◆ **WRITTEN EXERCISE**
Take the line containing "Thank you for the photograph. Please indicate the concrete" and every line after it in the data below, and print them exactly as given, with nothing else.

Data entries:
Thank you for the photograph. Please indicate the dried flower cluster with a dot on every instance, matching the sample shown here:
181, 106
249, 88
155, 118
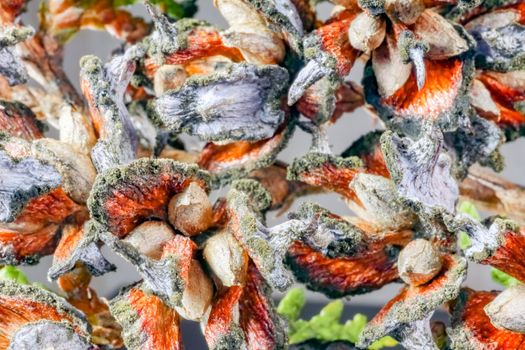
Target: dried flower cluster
446, 78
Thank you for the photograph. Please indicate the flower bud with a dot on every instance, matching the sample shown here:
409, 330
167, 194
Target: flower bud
418, 262
366, 32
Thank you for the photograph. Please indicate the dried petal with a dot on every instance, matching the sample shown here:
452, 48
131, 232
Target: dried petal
237, 159
442, 38
119, 207
75, 285
266, 246
190, 211
421, 170
326, 171
226, 258
104, 89
416, 303
372, 266
499, 36
19, 121
149, 238
147, 322
263, 327
221, 328
10, 66
22, 307
366, 32
329, 53
249, 33
247, 108
492, 193
64, 18
506, 310
471, 327
406, 11
501, 245
418, 262
78, 244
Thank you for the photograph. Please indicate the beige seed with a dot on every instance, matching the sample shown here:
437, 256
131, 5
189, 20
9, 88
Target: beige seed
507, 310
149, 237
366, 32
418, 262
190, 211
226, 258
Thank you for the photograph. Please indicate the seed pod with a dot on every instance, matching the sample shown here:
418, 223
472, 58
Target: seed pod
507, 310
366, 32
197, 294
149, 237
190, 211
226, 258
418, 262
406, 11
168, 77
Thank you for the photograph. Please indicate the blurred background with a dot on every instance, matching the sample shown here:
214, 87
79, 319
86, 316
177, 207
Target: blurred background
341, 135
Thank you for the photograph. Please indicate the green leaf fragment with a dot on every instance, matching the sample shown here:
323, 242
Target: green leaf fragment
291, 305
325, 326
14, 274
504, 279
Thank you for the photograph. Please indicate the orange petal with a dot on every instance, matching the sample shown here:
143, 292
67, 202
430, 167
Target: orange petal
24, 304
370, 268
262, 327
125, 197
18, 120
439, 94
472, 327
149, 323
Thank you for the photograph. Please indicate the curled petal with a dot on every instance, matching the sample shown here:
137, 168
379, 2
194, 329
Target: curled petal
372, 266
500, 38
507, 92
117, 204
471, 327
247, 108
237, 159
478, 141
23, 307
186, 41
443, 39
327, 233
262, 326
329, 53
75, 285
19, 121
326, 171
265, 246
501, 245
78, 244
147, 322
492, 193
416, 303
64, 18
421, 170
403, 105
221, 328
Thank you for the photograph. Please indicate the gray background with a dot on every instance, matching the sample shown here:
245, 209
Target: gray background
341, 135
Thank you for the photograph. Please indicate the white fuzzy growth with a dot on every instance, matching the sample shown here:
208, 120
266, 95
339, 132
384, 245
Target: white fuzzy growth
47, 335
287, 8
507, 310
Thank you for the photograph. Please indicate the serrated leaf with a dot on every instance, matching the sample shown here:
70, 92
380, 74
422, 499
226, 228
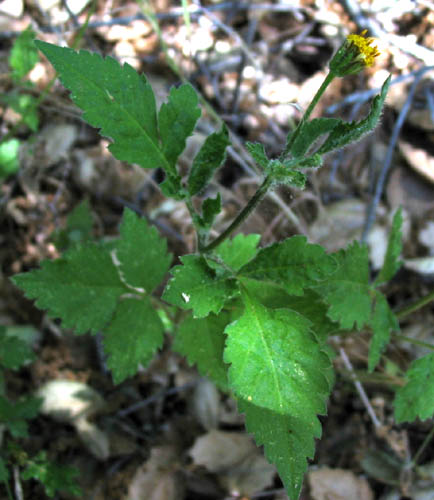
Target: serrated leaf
293, 263
177, 119
346, 133
288, 442
14, 415
196, 286
9, 157
142, 253
238, 251
310, 132
132, 338
81, 288
257, 152
115, 99
394, 248
24, 55
14, 352
54, 477
347, 291
210, 157
276, 362
382, 322
202, 341
416, 398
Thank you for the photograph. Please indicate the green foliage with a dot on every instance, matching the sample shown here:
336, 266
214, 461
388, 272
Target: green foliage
54, 477
202, 341
24, 54
416, 398
293, 263
196, 286
9, 159
391, 263
260, 318
210, 157
276, 361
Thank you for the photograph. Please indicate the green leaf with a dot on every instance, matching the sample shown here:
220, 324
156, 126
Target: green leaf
115, 99
54, 477
257, 152
276, 362
210, 157
346, 133
9, 157
14, 415
347, 291
293, 263
382, 322
394, 248
4, 472
416, 398
177, 119
78, 228
310, 132
24, 55
196, 286
202, 341
81, 288
238, 251
14, 352
132, 338
288, 442
142, 253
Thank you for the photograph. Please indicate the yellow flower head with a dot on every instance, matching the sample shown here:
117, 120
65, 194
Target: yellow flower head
366, 52
355, 54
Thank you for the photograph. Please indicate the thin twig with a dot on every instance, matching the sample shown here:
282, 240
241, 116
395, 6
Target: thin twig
359, 388
371, 213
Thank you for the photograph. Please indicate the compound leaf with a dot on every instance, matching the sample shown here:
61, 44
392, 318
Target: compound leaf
141, 252
394, 248
202, 341
416, 398
115, 99
132, 338
196, 286
347, 291
81, 288
293, 263
276, 362
210, 157
288, 441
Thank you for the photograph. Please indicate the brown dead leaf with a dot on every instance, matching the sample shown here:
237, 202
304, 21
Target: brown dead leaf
338, 484
158, 478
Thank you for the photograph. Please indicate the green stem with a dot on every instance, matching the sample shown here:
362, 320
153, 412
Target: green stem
415, 306
307, 114
242, 216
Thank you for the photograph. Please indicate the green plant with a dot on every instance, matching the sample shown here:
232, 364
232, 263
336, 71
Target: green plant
254, 320
15, 352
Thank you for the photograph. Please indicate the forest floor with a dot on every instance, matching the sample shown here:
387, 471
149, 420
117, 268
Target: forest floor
171, 434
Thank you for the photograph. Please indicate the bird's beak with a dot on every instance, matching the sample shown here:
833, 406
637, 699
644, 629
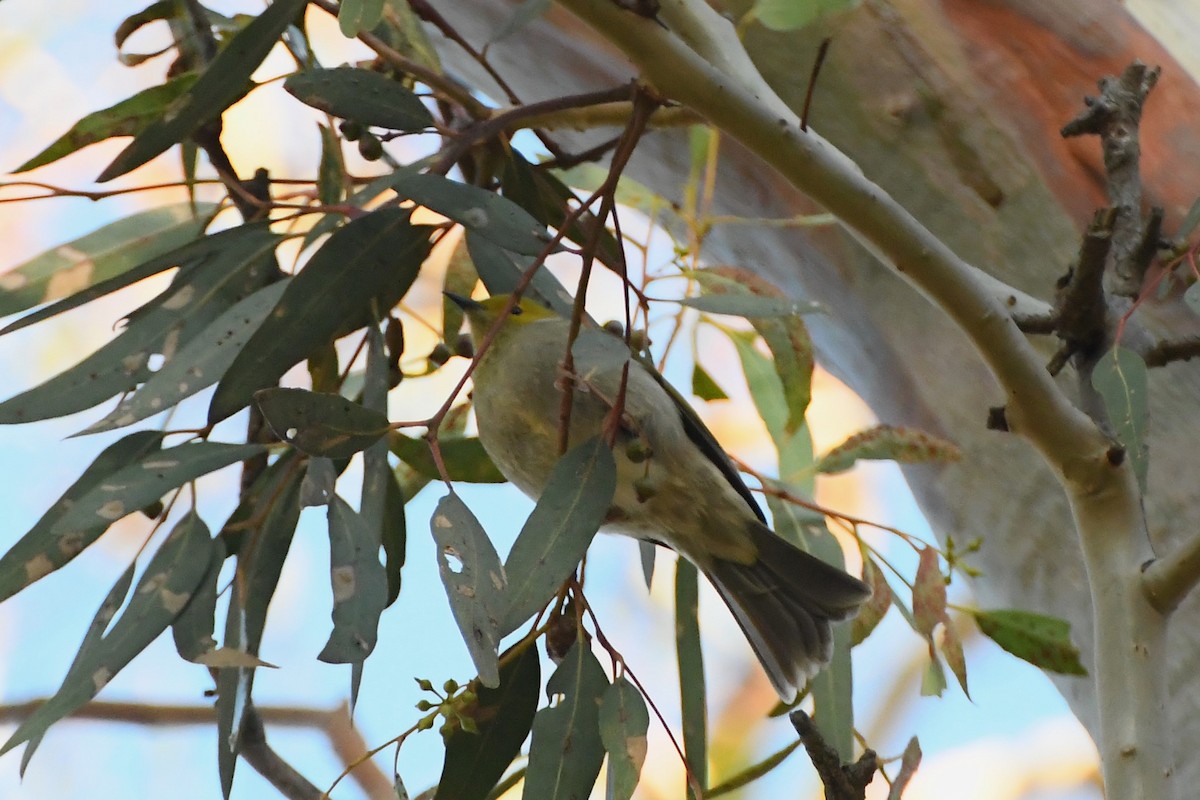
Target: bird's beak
466, 304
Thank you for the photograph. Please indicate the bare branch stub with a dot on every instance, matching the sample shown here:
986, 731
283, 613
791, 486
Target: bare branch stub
1115, 115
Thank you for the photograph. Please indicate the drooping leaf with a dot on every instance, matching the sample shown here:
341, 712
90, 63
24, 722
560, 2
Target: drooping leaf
503, 717
1042, 641
106, 253
130, 116
232, 245
892, 443
361, 95
793, 14
749, 306
163, 590
40, 552
567, 751
196, 296
693, 690
358, 16
486, 214
376, 257
703, 386
874, 609
319, 423
360, 585
501, 274
141, 483
463, 457
199, 364
624, 721
222, 83
786, 337
558, 531
929, 593
1120, 376
474, 582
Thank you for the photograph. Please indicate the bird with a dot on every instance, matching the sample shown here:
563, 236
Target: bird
675, 486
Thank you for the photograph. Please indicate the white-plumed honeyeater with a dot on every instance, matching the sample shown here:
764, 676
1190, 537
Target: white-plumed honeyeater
675, 486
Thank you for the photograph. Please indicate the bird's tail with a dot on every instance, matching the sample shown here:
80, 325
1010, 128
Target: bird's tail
786, 602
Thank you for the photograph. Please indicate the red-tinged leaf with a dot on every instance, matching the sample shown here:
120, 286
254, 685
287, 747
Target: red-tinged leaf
1042, 641
891, 443
873, 612
929, 593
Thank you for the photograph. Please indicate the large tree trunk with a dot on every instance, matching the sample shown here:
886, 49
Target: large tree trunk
954, 108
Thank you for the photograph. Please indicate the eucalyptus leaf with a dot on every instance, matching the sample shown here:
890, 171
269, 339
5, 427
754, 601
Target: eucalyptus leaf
558, 531
361, 95
503, 716
376, 256
222, 83
567, 751
40, 552
474, 582
319, 423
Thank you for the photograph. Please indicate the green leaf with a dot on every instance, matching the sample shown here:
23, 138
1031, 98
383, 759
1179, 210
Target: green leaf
874, 609
360, 585
361, 95
891, 443
234, 244
786, 337
749, 306
567, 752
318, 423
192, 630
624, 721
358, 16
197, 295
792, 14
373, 258
474, 582
557, 534
1120, 376
501, 275
1042, 641
222, 83
163, 590
145, 481
101, 256
693, 692
130, 116
503, 716
40, 552
703, 386
463, 457
199, 364
483, 212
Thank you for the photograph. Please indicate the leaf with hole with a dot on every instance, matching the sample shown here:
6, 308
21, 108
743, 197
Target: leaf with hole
40, 552
360, 585
1042, 641
361, 95
162, 593
1120, 377
372, 259
558, 531
624, 721
222, 84
565, 752
503, 716
483, 212
101, 256
474, 582
318, 423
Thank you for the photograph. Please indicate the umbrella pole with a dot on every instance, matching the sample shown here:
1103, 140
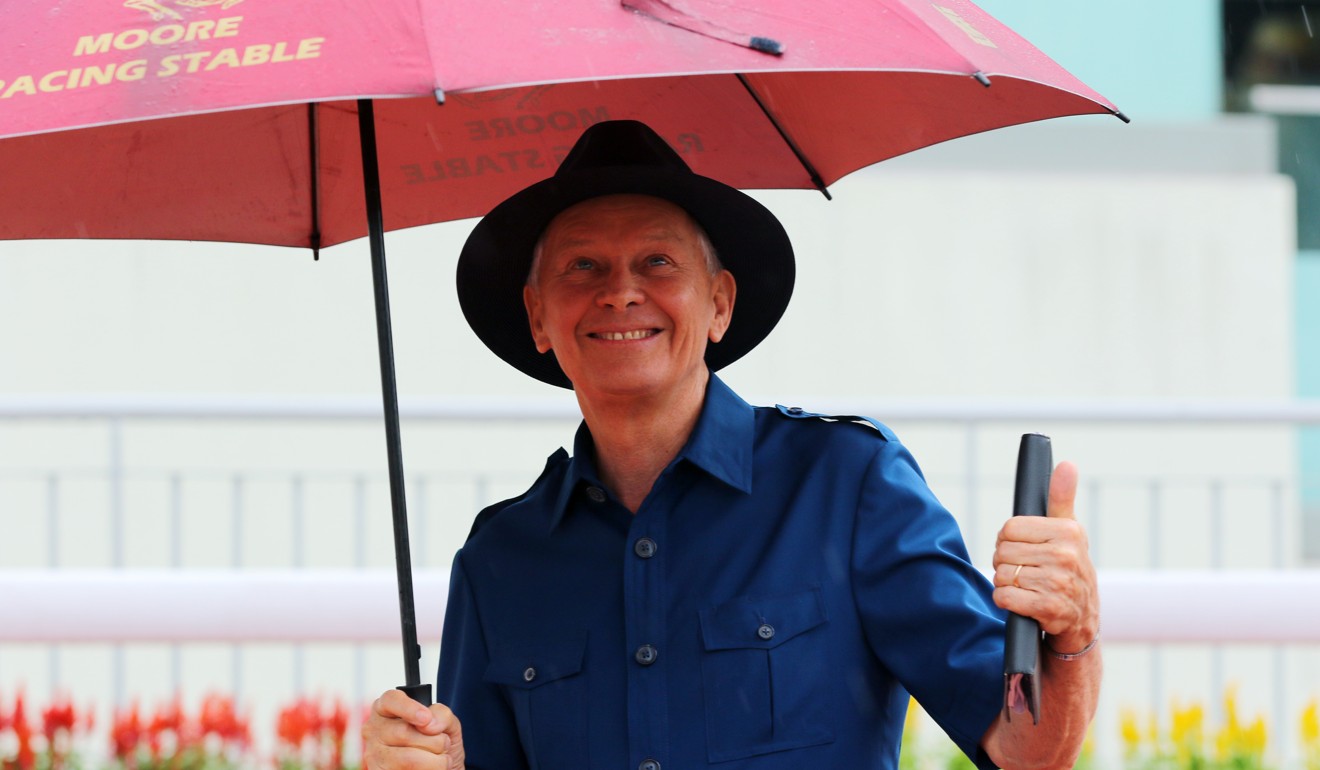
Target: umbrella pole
390, 392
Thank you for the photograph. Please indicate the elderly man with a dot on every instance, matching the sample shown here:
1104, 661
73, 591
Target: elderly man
702, 583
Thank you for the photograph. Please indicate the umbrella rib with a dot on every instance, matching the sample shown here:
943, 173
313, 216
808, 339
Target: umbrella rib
316, 181
811, 171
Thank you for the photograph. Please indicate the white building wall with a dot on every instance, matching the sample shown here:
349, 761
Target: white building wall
953, 278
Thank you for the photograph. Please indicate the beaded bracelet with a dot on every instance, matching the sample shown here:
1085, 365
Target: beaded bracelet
1073, 655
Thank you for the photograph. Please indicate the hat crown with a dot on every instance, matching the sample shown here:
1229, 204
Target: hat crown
621, 143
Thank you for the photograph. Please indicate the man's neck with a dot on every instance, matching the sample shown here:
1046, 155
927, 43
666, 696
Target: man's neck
636, 437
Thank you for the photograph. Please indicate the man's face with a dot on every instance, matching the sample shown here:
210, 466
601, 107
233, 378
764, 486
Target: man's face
625, 297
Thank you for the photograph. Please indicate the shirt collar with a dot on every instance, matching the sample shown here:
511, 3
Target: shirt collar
721, 444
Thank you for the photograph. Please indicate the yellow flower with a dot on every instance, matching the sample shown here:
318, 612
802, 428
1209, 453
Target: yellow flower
1311, 725
910, 721
1131, 732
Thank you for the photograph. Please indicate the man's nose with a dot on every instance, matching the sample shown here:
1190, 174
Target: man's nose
621, 289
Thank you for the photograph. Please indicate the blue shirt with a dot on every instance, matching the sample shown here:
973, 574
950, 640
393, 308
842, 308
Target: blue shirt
784, 585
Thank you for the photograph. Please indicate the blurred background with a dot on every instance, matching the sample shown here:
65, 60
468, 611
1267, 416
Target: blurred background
192, 431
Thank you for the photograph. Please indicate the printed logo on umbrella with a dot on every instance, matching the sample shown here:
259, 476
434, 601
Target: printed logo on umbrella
174, 46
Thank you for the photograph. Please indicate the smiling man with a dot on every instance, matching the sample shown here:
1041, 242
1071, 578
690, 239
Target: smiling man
704, 583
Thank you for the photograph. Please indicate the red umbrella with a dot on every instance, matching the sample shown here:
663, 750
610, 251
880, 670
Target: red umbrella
236, 119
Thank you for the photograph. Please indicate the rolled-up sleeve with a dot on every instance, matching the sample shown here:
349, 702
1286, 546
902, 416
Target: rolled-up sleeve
927, 612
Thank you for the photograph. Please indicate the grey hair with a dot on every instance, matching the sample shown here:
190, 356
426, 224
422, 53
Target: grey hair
708, 250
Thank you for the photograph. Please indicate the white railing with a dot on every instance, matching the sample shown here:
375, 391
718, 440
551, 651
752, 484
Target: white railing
264, 605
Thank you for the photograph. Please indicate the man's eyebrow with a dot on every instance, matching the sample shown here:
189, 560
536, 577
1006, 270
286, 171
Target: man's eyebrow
658, 235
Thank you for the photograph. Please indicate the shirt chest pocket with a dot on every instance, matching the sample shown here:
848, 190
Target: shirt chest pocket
764, 674
547, 690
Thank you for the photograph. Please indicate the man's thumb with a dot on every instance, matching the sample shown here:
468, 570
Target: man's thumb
1063, 491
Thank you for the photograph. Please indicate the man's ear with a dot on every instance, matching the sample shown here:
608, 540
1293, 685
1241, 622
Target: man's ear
725, 293
532, 301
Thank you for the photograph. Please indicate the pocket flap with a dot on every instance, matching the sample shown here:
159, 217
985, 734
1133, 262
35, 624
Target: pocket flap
762, 622
529, 665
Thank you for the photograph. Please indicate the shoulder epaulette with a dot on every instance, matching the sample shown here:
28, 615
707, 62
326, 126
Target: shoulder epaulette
799, 414
490, 511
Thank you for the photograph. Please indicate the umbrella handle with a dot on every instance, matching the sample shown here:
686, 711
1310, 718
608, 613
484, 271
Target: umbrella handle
1022, 635
390, 396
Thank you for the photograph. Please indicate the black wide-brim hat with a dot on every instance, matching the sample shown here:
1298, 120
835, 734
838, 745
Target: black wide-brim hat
621, 157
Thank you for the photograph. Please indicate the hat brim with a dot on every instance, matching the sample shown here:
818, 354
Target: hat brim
498, 255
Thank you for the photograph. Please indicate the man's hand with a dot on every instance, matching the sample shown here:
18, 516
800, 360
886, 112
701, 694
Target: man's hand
403, 735
1043, 571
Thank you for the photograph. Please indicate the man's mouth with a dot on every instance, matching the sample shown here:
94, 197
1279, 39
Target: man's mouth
621, 336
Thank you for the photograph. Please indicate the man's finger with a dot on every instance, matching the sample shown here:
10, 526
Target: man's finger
396, 704
1063, 491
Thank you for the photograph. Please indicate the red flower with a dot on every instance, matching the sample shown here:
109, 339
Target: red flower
296, 723
57, 717
27, 758
221, 719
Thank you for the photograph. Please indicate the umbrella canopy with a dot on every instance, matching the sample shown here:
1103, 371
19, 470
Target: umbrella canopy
849, 83
235, 119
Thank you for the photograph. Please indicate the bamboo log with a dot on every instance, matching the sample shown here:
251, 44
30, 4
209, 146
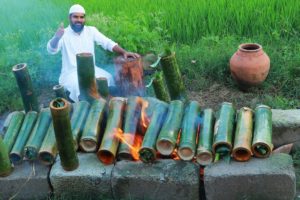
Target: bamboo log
25, 85
37, 136
86, 77
204, 150
147, 151
190, 127
91, 132
110, 142
243, 135
167, 138
17, 152
262, 140
63, 134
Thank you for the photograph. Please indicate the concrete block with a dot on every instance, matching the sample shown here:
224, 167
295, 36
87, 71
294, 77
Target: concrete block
91, 180
165, 179
268, 179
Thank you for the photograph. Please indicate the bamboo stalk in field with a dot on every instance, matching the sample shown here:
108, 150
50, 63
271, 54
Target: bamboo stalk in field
91, 132
63, 133
243, 135
167, 138
204, 150
37, 136
262, 140
110, 142
25, 85
17, 152
190, 125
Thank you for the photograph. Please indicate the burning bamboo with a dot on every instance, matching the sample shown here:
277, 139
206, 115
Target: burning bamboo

◆ **ANSWER TO THE PROBLEM**
Thank you for the photograph. Please indicate the concrete block with a dot on every instance, matching the sample shown here:
224, 167
295, 36
87, 71
294, 77
Target: concrete block
91, 180
165, 179
268, 179
Thank you for the photograph. Please indicate the bamboo stalk in field with a dot on every instance, matching the sample shown here:
108, 150
50, 63
271, 54
Target: bamboo stalk in field
91, 132
63, 133
243, 135
167, 138
204, 150
37, 136
262, 140
110, 142
25, 85
17, 152
190, 125
Thank you for the photograph. Please indicate the burning bamboo with a dot on every instance, matching the sample shown here:
277, 139
206, 115
Target: burning bamboo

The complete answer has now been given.